» **Input rows**
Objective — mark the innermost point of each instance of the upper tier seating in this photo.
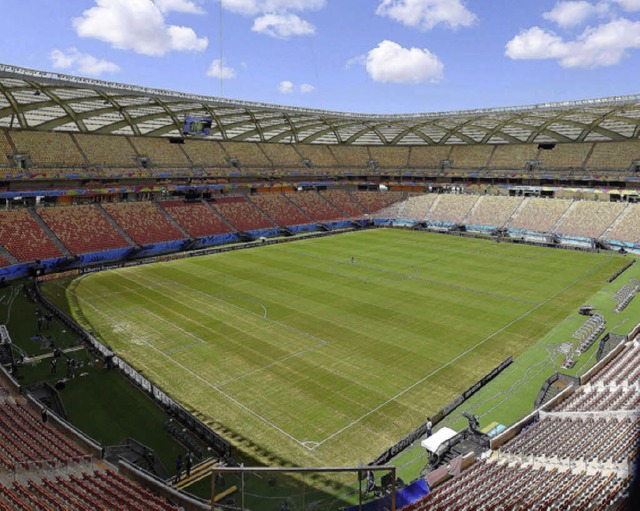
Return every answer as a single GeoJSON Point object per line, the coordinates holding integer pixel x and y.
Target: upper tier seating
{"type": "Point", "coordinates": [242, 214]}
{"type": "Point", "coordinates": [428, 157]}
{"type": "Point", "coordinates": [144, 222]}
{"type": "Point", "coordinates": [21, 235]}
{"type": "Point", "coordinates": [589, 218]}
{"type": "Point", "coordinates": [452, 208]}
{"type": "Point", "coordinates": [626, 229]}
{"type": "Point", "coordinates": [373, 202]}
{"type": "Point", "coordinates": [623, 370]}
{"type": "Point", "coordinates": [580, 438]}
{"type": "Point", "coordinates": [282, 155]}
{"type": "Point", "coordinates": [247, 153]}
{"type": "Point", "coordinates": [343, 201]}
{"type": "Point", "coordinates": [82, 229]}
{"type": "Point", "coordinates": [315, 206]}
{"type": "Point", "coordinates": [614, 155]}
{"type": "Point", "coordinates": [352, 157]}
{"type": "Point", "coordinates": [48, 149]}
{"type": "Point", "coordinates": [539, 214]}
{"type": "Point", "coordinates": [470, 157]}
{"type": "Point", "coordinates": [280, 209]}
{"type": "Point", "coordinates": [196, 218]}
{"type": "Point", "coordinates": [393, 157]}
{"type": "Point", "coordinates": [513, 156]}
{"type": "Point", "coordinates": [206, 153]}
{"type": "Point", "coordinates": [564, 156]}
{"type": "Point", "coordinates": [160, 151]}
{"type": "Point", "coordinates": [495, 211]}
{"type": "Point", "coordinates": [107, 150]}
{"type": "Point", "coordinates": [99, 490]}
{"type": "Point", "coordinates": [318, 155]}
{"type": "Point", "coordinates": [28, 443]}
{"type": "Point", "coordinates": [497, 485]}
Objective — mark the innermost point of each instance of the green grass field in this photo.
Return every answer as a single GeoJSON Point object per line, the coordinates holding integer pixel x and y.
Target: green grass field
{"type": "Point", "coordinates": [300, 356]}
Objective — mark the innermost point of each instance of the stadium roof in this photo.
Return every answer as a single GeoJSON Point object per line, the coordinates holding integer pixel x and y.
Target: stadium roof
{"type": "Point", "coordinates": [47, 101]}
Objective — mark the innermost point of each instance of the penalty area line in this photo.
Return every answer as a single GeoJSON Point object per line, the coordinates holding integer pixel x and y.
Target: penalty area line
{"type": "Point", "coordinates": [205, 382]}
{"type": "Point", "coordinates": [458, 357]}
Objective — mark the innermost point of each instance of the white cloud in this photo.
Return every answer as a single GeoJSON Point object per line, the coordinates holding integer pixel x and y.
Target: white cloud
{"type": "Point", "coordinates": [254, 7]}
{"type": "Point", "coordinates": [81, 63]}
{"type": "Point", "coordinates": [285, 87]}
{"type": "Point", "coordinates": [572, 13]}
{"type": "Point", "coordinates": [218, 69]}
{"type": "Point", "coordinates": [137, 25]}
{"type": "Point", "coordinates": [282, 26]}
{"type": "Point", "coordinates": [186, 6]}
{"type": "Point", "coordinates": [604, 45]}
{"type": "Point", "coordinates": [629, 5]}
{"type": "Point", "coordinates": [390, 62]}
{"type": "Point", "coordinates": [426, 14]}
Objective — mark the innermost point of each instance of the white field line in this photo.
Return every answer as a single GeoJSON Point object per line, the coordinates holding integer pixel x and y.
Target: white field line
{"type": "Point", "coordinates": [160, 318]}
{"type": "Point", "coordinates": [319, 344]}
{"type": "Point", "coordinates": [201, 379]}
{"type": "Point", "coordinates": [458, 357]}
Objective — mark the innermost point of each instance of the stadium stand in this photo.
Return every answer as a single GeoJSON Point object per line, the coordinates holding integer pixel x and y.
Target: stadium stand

» **Task details**
Rewrite the data above with "innermost" swapped for "central" everywhere and everything else unchanged. Omit the pictures.

» **Response to the exercise**
Objective — mark the central point of each instance of the upper tier seating in this photo.
Return every answer as a single GeoJSON Point object per line, the coordinates holding integer pixel x and y.
Target: upper tier seating
{"type": "Point", "coordinates": [242, 214]}
{"type": "Point", "coordinates": [428, 157]}
{"type": "Point", "coordinates": [144, 222]}
{"type": "Point", "coordinates": [21, 235]}
{"type": "Point", "coordinates": [589, 218]}
{"type": "Point", "coordinates": [452, 208]}
{"type": "Point", "coordinates": [626, 229]}
{"type": "Point", "coordinates": [373, 202]}
{"type": "Point", "coordinates": [623, 370]}
{"type": "Point", "coordinates": [580, 438]}
{"type": "Point", "coordinates": [282, 155]}
{"type": "Point", "coordinates": [247, 153]}
{"type": "Point", "coordinates": [343, 201]}
{"type": "Point", "coordinates": [82, 229]}
{"type": "Point", "coordinates": [315, 206]}
{"type": "Point", "coordinates": [614, 155]}
{"type": "Point", "coordinates": [352, 157]}
{"type": "Point", "coordinates": [48, 149]}
{"type": "Point", "coordinates": [539, 214]}
{"type": "Point", "coordinates": [470, 157]}
{"type": "Point", "coordinates": [280, 209]}
{"type": "Point", "coordinates": [196, 218]}
{"type": "Point", "coordinates": [393, 157]}
{"type": "Point", "coordinates": [513, 156]}
{"type": "Point", "coordinates": [206, 153]}
{"type": "Point", "coordinates": [564, 156]}
{"type": "Point", "coordinates": [160, 151]}
{"type": "Point", "coordinates": [495, 211]}
{"type": "Point", "coordinates": [107, 150]}
{"type": "Point", "coordinates": [99, 490]}
{"type": "Point", "coordinates": [318, 155]}
{"type": "Point", "coordinates": [28, 443]}
{"type": "Point", "coordinates": [497, 485]}
Objective — mark the central point of each instance of the green grass field in this photo.
Return every answer as a single GeoJSON Point object per line, the coordinates holding integer pixel x and y.
Target: green grass field
{"type": "Point", "coordinates": [300, 356]}
Objective — mark the central point of each instance of the stadium roof in this photo.
Return every answer as a single GeoJSON Point object per line, the coordinates holding integer pixel x and y.
Target: stadium roof
{"type": "Point", "coordinates": [47, 101]}
Objective — mark the central point of each instance of the penalty area line in this photo.
Return every answer as a single GeoJSON Point object per line, the coordinates holding integer pixel x and y.
Target: penalty area line
{"type": "Point", "coordinates": [205, 382]}
{"type": "Point", "coordinates": [458, 357]}
Objective — mark the central point of each instance of the white cloud in this photo.
Return every answer as a single GeoJSON Point object per line, the coordinates holding integer pixel x and y.
Target: white cloud
{"type": "Point", "coordinates": [254, 7]}
{"type": "Point", "coordinates": [81, 63]}
{"type": "Point", "coordinates": [285, 87]}
{"type": "Point", "coordinates": [572, 13]}
{"type": "Point", "coordinates": [218, 69]}
{"type": "Point", "coordinates": [137, 25]}
{"type": "Point", "coordinates": [282, 26]}
{"type": "Point", "coordinates": [186, 6]}
{"type": "Point", "coordinates": [604, 45]}
{"type": "Point", "coordinates": [629, 5]}
{"type": "Point", "coordinates": [390, 62]}
{"type": "Point", "coordinates": [426, 14]}
Objective — mark the central point of each instance of the white field line in this photo.
Return every answer as a single GeoJSON Point object per line, the coordinates holding integer pixel x and y.
Target: white field line
{"type": "Point", "coordinates": [160, 318]}
{"type": "Point", "coordinates": [319, 344]}
{"type": "Point", "coordinates": [201, 379]}
{"type": "Point", "coordinates": [458, 357]}
Objective — mark the central point of each instance of the stadium stand in this photo.
Return every answer as a single GeoJSON Point object per line, the coordinates holding integer pixel x and y.
Target: stadium stand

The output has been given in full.